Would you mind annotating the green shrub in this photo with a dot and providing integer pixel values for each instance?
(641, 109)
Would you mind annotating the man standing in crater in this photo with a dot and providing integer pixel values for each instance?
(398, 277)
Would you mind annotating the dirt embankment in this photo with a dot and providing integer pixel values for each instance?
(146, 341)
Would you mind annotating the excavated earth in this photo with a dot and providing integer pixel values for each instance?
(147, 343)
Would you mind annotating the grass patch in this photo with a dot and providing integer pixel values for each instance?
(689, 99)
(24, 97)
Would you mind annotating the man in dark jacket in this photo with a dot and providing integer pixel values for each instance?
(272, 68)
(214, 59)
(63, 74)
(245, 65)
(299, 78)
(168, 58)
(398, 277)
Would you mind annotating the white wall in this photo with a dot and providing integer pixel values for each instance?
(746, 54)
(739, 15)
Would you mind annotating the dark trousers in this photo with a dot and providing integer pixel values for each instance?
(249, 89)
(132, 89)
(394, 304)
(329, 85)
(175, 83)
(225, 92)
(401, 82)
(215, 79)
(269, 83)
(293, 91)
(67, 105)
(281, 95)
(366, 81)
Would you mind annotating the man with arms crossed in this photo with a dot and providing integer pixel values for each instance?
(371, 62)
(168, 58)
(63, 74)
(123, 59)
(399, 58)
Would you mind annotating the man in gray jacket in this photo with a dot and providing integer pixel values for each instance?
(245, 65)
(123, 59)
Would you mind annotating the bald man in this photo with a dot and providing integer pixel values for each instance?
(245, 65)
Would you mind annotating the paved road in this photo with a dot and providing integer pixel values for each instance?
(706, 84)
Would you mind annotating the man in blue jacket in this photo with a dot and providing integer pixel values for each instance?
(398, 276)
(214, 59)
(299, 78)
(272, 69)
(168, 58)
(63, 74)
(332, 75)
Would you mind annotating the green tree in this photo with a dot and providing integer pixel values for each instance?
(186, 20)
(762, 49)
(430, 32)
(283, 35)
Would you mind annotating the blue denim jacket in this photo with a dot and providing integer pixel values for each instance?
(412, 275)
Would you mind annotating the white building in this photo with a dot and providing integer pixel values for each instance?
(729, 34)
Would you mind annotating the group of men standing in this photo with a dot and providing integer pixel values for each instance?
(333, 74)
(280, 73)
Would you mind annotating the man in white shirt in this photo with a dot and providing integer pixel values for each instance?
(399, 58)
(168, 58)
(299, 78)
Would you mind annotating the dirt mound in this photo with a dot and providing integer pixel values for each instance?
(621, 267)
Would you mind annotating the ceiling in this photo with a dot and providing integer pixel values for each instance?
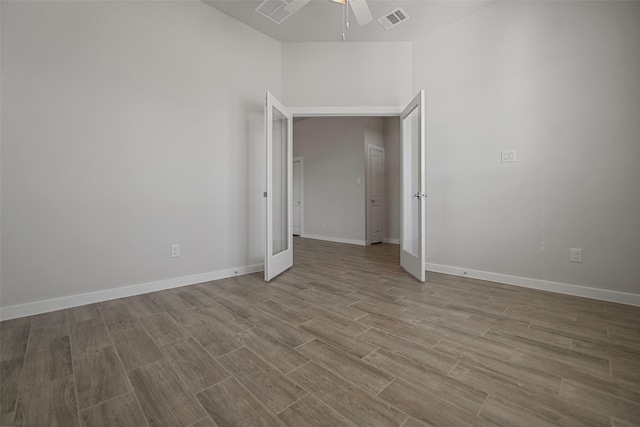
(321, 20)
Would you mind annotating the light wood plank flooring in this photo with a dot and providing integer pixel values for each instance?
(344, 338)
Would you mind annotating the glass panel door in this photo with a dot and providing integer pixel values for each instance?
(279, 235)
(412, 230)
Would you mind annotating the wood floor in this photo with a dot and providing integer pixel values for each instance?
(344, 338)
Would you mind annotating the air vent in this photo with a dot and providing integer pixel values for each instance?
(275, 10)
(392, 19)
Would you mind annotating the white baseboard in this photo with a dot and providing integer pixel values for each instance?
(39, 307)
(544, 285)
(335, 239)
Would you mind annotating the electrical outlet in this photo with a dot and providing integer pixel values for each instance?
(508, 156)
(175, 251)
(575, 255)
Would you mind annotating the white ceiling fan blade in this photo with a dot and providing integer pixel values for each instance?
(295, 6)
(361, 11)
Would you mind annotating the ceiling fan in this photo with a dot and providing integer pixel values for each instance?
(279, 10)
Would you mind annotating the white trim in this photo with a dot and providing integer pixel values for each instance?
(335, 239)
(345, 111)
(561, 288)
(45, 306)
(301, 160)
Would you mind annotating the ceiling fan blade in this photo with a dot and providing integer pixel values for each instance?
(361, 11)
(295, 6)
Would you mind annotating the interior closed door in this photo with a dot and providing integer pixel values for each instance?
(412, 192)
(296, 197)
(279, 239)
(375, 188)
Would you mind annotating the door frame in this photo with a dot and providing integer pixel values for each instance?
(367, 191)
(301, 160)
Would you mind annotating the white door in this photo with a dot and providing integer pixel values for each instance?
(279, 240)
(296, 197)
(375, 186)
(412, 189)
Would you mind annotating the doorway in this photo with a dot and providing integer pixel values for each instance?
(375, 194)
(297, 196)
(339, 153)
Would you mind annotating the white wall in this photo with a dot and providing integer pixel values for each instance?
(127, 127)
(558, 82)
(346, 74)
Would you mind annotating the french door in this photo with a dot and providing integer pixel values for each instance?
(412, 215)
(279, 235)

* * *

**TASK GOAL**
Rewrite all of the lines above, substituting "white wall" with "pale wall" wherever it occurs and leaving everything else unchanged. Leave the pictures out of your answer.

**THE RESPONSE**
Would you mind annotating the green shrub in this photo with a dot and providing integer pixel values for each instance?
(641, 109)
Would you mind annotating the man standing in crater in this photo with a dot and providing integer pixel values for each instance?
(398, 277)
Would you mind annotating the dirt embankment in this photo with a dot and providing integer pixel values for each instance?
(146, 341)
Would you mind annotating the excavated earth in this photo with a dot and providing integer pixel values for each instance?
(147, 343)
Would you mind annotating the grass patch in this photo with a dot and providing integer pixel values for each instance?
(689, 99)
(24, 97)
Would you mind annotating the man in dark jacket in this photo with a dot and providing integer pixel values for each instance?
(272, 68)
(214, 59)
(63, 74)
(245, 65)
(299, 78)
(168, 58)
(398, 277)
Would you mind annotating the pale wall in this photo with a dot and providing integer pixel values for each instance?
(746, 54)
(739, 15)
Would you mind annotating the dark trousers in this photo with a dot and providing integer pixel values for each instance?
(249, 89)
(132, 89)
(394, 304)
(329, 85)
(175, 83)
(225, 92)
(401, 82)
(215, 79)
(269, 83)
(293, 91)
(67, 105)
(281, 95)
(366, 81)
Would you mind annotating the man with arms crossed in this photo with a dot and providing integer pixel values for each instance?
(371, 62)
(168, 58)
(63, 74)
(123, 59)
(399, 58)
Would you mind annotating the man in gray jacket in this photo with a dot and providing integer pixel values for each instance?
(245, 65)
(123, 59)
Would you mind annotating the bald man in this photo with a dot and providing integer pixel values for each instance?
(245, 65)
Would you mind annotating the paved road in this photo with a dot and providing integer pixel values for each instance?
(706, 84)
Would you mind annotating the man in blue jacket in this photo with a dot and providing integer pixel values for each instance?
(398, 276)
(214, 59)
(299, 78)
(272, 69)
(168, 58)
(63, 74)
(332, 75)
Would you mind annotating the green tree in this photo with a dot and providing integer pixel values for each instance?
(186, 20)
(762, 49)
(430, 32)
(283, 35)
Would you mind annotating the blue denim jacket in this photo with a dot and providing integer pixel values for each instance?
(412, 275)
Would you mind annotating the white building in this photo with a dot and providing integer pixel values for each instance?
(729, 34)
Would you mind annotating the group of men standing in this photo with a dot and providing integer pixel values for each instance?
(333, 74)
(280, 73)
Would you mind annotating the man in white shirt in this photo with a dot and providing integer pixel values for each instance?
(399, 58)
(168, 58)
(299, 78)
Would you mind annotating the dirt mound in this photo with a dot and providing integer pixel values for each instance?
(621, 267)
Would you mind annotating the ceiling in this photo with a dot and providing integer pixel values for each instance?
(321, 20)
Would you mind annotating the light wood plank flooring in this photo with a dot and providing integer pixel values for each instance?
(344, 338)
Would you mind annotating the glass panel door in this photo with a dot and providing integer pixel values for each instance?
(279, 235)
(412, 230)
Would you mind annotating the wood floor in this photo with a dot and providing integer pixel values for each instance?
(344, 338)
Would you mind annotating the air vent in this photo with a dot and providing integer pixel values for each instance?
(275, 10)
(392, 19)
Would you mind annotating the white baseboard in this photo with a dot and providing integer pixel values for each instance?
(39, 307)
(544, 285)
(335, 239)
Would you mind annotating the electrical outlet in this photo with a dot and providing integer pixel values for each instance?
(508, 156)
(175, 251)
(575, 255)
Would you mind annotating the white ceiling fan blade in this photo with a dot and providing integer pixel values for each instance?
(295, 6)
(361, 11)
Would you mind annotating the ceiling fan in this photo with a dot and providing integer pixel values for each instance?
(279, 10)
Would you mind annotating the white trim in this photo with a dot and providing integer pixel values for each instance?
(335, 239)
(345, 111)
(561, 288)
(45, 306)
(301, 160)
Would you mind annotating the ceiling fan blade in this photo with a dot and providing integer pixel values for each instance?
(361, 11)
(295, 6)
Would you mind annotating the interior closed door in this photo with a dot and providing integer pixel values for each instance?
(412, 192)
(296, 197)
(279, 239)
(375, 188)
Would you mind annotating the door frame in this photo with a dot and providing integer pixel values for each instance?
(367, 191)
(301, 160)
Would you mind annotating the white door in this photo with a dot and providing integer pixel values for each instance?
(279, 240)
(296, 197)
(375, 186)
(412, 189)
Would you mind annotating the doorway in this photo with a dot and providing integer pixel values for each instance?
(375, 194)
(297, 196)
(339, 153)
Would you mind annotating the pale wall in this photo with a dot and providing integer pixel values for each instance?
(127, 127)
(558, 82)
(346, 74)
Would you mind annotating the french door in this photo with a dot and providing integer pixel values for each instance?
(412, 215)
(279, 235)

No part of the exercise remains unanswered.